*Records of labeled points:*

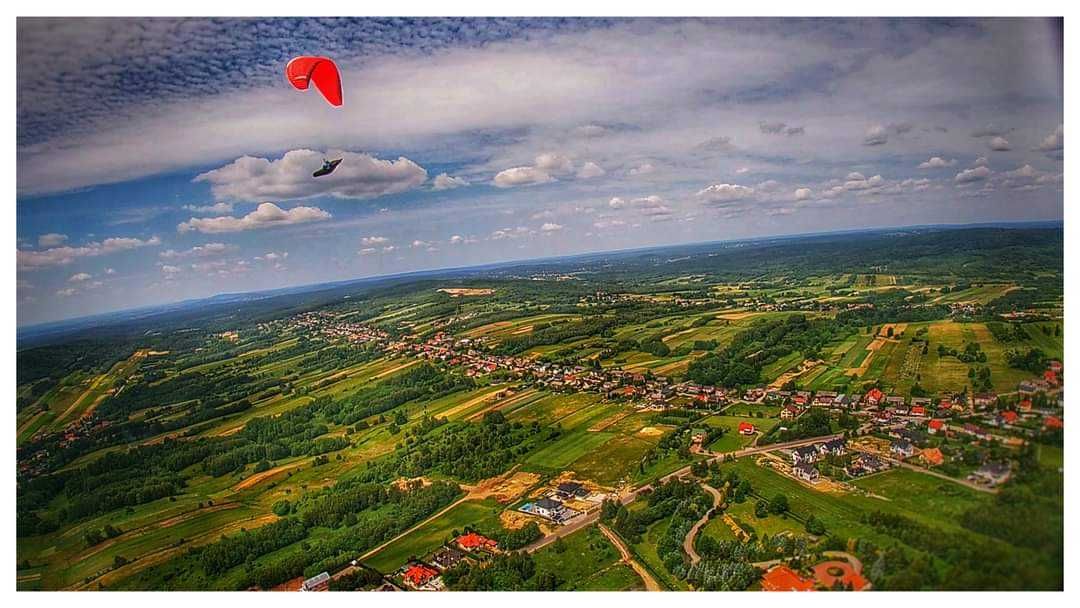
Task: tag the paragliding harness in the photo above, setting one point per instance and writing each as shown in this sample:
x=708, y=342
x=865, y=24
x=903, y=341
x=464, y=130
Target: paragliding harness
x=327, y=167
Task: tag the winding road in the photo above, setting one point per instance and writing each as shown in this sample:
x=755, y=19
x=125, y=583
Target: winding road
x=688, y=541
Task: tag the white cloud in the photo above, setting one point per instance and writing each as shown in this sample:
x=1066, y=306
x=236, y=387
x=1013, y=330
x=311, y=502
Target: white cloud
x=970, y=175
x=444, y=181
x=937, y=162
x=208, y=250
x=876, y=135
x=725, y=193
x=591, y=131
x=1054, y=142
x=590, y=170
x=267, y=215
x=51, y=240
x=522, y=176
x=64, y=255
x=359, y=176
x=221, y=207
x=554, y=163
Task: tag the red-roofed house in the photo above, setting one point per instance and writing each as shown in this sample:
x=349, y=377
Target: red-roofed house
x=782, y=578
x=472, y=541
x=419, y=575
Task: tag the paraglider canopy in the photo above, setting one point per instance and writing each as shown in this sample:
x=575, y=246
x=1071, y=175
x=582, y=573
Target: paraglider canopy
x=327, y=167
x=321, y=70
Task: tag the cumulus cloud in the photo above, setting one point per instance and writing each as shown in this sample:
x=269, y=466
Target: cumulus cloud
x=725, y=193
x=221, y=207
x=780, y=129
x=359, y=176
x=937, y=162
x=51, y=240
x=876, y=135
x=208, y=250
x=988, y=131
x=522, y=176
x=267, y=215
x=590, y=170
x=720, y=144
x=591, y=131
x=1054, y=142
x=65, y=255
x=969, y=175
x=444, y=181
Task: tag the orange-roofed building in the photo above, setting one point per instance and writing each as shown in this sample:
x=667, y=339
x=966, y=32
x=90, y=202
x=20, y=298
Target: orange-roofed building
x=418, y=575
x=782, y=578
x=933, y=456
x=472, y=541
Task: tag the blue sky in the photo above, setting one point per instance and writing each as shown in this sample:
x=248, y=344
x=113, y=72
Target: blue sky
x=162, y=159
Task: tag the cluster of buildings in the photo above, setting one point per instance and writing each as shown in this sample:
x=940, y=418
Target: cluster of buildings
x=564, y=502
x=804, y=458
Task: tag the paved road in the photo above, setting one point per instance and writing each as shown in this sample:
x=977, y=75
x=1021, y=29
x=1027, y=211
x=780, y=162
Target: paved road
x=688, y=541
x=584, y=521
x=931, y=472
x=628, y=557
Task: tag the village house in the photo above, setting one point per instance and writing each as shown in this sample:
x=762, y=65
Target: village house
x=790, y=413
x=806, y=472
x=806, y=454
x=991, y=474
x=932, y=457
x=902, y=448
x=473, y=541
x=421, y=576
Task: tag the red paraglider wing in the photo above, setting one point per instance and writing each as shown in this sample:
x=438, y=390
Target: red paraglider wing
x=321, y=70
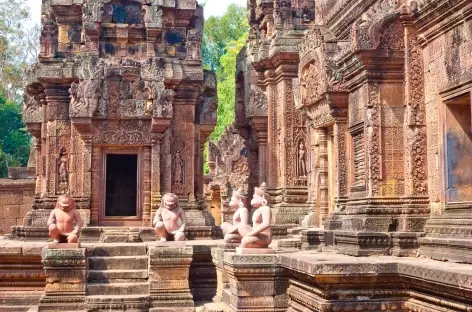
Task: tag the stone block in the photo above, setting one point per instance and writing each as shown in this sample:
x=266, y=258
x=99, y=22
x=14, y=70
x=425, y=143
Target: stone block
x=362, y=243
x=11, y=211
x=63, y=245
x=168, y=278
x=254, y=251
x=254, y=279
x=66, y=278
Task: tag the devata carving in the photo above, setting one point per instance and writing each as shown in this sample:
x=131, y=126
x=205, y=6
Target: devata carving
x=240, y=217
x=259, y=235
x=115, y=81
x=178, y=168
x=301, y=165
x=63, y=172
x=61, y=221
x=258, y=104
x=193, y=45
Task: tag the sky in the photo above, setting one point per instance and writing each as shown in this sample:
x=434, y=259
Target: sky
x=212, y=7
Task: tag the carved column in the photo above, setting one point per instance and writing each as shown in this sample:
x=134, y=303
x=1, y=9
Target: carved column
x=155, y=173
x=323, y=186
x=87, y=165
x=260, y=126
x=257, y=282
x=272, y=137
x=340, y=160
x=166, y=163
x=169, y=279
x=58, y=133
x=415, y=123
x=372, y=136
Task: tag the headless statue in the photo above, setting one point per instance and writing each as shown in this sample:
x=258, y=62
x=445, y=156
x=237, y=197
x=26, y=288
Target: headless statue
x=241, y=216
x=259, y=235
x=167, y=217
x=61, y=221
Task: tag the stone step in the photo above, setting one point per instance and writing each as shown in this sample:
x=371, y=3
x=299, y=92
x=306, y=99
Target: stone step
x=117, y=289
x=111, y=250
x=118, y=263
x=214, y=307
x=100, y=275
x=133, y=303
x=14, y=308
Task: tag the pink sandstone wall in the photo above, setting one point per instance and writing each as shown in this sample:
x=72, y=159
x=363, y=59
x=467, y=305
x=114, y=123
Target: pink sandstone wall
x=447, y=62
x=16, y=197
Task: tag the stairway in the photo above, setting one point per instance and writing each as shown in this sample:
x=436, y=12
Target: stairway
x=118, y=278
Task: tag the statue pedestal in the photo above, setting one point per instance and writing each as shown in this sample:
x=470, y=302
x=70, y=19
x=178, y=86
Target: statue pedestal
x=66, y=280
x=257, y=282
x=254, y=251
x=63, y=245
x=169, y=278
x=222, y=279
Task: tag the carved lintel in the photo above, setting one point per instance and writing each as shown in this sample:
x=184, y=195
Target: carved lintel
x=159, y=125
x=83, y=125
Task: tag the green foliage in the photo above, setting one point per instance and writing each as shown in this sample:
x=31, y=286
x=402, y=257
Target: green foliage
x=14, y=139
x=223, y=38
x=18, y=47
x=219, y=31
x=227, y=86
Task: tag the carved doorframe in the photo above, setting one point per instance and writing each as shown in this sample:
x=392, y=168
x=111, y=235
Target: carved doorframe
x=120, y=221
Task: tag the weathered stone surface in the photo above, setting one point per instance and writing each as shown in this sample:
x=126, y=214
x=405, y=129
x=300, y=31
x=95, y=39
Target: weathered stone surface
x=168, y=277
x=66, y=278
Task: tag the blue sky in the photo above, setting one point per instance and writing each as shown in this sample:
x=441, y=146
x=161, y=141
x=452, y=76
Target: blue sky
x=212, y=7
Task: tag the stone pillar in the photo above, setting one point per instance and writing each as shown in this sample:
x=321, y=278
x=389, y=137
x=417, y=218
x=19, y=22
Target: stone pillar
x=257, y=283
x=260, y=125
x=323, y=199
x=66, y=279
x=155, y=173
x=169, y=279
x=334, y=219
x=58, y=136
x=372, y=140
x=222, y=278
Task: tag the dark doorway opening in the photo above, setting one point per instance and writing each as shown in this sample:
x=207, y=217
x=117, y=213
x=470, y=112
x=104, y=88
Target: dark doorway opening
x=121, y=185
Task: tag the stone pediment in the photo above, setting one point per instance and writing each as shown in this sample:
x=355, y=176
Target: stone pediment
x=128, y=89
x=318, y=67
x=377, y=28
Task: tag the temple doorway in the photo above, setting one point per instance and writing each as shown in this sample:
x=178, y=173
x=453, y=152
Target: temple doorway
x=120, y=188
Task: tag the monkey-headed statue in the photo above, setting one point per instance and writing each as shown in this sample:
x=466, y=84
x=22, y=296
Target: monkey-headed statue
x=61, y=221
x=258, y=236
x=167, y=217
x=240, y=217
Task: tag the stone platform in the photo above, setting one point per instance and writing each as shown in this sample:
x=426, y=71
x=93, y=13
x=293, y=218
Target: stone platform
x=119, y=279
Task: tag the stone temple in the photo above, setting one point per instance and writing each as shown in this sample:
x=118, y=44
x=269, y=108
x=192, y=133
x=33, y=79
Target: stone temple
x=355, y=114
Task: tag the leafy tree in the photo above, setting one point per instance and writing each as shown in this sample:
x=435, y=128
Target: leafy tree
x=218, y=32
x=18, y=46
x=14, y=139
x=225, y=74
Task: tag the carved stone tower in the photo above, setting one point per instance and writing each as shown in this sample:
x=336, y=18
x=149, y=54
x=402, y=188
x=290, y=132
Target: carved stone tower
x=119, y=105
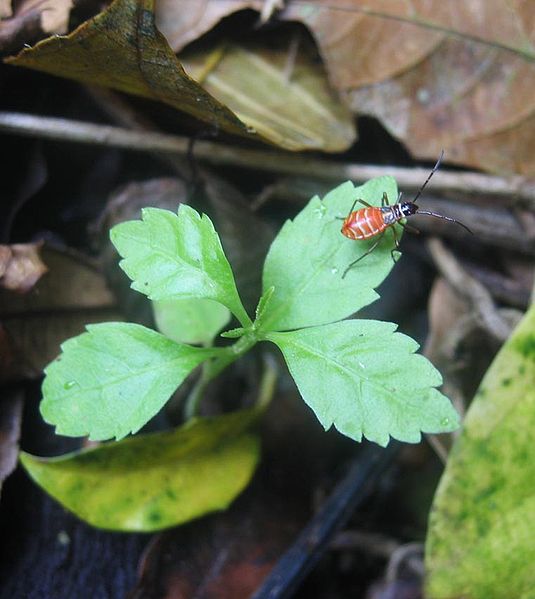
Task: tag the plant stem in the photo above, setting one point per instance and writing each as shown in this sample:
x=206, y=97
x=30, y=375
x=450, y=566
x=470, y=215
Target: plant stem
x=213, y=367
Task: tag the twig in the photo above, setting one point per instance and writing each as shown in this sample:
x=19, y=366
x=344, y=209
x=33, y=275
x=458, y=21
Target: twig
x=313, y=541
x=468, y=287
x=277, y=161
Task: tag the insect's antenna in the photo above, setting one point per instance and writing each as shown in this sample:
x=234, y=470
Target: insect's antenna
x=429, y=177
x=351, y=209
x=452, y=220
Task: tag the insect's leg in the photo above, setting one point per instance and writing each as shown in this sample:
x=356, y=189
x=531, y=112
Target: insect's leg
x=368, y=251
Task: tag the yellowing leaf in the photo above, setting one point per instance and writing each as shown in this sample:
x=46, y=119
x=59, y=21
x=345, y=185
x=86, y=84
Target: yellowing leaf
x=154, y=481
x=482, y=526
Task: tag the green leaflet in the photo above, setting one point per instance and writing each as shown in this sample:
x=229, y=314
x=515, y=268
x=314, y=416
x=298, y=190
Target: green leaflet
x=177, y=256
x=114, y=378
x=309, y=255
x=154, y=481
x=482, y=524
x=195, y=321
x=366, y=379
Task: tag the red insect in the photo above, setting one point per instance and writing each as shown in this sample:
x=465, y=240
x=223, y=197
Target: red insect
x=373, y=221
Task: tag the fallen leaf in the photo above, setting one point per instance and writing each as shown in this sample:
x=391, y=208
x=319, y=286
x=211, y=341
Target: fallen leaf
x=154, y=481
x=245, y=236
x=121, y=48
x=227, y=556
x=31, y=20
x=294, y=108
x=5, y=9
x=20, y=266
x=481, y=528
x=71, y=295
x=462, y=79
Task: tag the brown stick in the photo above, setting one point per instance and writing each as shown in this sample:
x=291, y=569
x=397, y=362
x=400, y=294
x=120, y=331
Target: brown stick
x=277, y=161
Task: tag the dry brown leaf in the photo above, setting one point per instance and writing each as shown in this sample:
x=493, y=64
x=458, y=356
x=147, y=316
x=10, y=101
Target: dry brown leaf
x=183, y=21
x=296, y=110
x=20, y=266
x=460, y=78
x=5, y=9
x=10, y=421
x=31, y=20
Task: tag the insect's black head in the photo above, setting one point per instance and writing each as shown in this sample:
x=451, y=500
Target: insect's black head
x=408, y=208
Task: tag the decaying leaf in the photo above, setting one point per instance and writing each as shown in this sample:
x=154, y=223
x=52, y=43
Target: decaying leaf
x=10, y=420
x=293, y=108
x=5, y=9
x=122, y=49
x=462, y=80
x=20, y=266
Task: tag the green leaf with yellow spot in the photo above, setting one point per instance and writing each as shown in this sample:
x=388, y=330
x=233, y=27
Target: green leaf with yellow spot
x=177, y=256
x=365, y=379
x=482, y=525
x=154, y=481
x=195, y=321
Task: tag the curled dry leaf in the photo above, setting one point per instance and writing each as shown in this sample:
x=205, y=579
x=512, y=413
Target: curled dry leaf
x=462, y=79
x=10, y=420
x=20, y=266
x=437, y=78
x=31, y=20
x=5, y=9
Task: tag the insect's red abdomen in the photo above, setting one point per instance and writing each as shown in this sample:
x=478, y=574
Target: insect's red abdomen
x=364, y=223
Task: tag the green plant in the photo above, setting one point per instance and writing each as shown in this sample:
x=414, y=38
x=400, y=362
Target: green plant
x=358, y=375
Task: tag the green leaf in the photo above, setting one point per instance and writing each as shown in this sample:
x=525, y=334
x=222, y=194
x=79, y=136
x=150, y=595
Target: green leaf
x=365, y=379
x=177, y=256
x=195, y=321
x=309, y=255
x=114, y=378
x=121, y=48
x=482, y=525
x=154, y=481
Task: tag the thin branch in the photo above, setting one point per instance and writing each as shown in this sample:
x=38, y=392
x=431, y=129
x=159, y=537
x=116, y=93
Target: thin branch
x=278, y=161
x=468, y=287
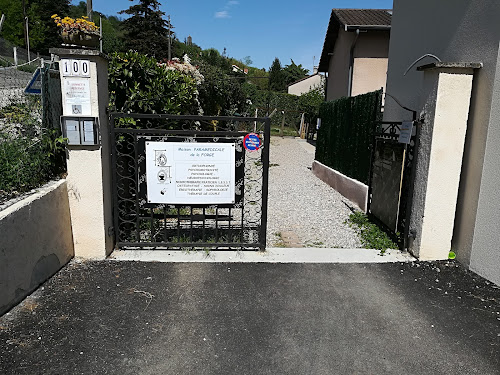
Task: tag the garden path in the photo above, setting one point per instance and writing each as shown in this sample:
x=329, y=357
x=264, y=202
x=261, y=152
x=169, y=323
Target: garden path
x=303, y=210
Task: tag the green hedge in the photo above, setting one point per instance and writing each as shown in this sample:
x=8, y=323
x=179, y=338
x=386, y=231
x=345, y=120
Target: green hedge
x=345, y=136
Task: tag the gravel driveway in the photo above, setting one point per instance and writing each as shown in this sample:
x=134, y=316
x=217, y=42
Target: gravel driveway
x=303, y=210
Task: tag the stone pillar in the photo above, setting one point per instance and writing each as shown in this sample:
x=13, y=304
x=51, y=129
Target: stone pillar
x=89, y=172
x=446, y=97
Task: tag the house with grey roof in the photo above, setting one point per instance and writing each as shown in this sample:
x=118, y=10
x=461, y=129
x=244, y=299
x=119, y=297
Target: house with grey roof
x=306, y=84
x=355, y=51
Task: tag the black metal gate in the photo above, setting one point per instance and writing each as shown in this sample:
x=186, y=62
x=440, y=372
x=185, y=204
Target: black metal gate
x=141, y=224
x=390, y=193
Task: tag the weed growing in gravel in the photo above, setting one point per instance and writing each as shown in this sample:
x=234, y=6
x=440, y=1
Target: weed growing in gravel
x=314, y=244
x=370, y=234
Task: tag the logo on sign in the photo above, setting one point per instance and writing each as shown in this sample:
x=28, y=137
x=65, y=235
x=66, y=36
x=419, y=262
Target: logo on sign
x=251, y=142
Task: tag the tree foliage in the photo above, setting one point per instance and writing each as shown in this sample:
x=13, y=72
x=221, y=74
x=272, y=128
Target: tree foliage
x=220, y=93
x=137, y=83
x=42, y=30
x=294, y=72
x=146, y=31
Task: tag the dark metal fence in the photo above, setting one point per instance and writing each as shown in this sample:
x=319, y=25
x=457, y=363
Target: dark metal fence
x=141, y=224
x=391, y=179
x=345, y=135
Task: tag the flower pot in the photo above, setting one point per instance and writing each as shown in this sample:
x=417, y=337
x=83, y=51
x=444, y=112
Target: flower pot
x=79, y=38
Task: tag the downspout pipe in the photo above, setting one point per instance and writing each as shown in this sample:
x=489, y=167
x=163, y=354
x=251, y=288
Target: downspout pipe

*THE EXERCISE:* Copy the data verbatim from its beginning through the line containing "x=554, y=163", and leave the pictures out.

*EXERCISE OUTPUT:*
Task: tag the paragliding harness in the photo above, setting one point per instance and writing each as shown in this sample:
x=708, y=342
x=865, y=24
x=903, y=341
x=464, y=130
Target: paragliding harness
x=327, y=167
Task: tag the winding road in the photo above, setting one point per instance and writing each as shown in this sample:
x=755, y=19
x=125, y=583
Target: winding road
x=688, y=541
Task: tag the white cloud in the photo above, setting one point per instance and writing each as shown in this sample:
x=1066, y=306
x=236, y=387
x=1013, y=330
x=311, y=502
Target: white cloud
x=970, y=175
x=444, y=181
x=937, y=162
x=208, y=250
x=876, y=135
x=725, y=193
x=591, y=131
x=1054, y=142
x=590, y=170
x=267, y=215
x=51, y=240
x=522, y=176
x=64, y=255
x=359, y=176
x=221, y=207
x=554, y=163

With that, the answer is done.